Data in this exercise |
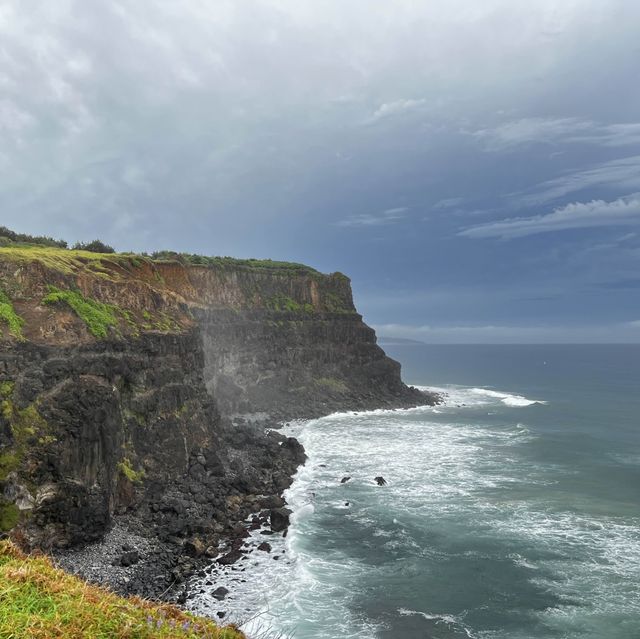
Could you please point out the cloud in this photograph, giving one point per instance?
(390, 216)
(448, 203)
(394, 108)
(579, 215)
(557, 131)
(620, 333)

Set task | Can you output every row above word for word, leaving out the pictures?

Worked solution |
Could you please point out the cloud in this photograph, giving one point per instance?
(390, 216)
(448, 203)
(394, 108)
(579, 215)
(557, 131)
(620, 333)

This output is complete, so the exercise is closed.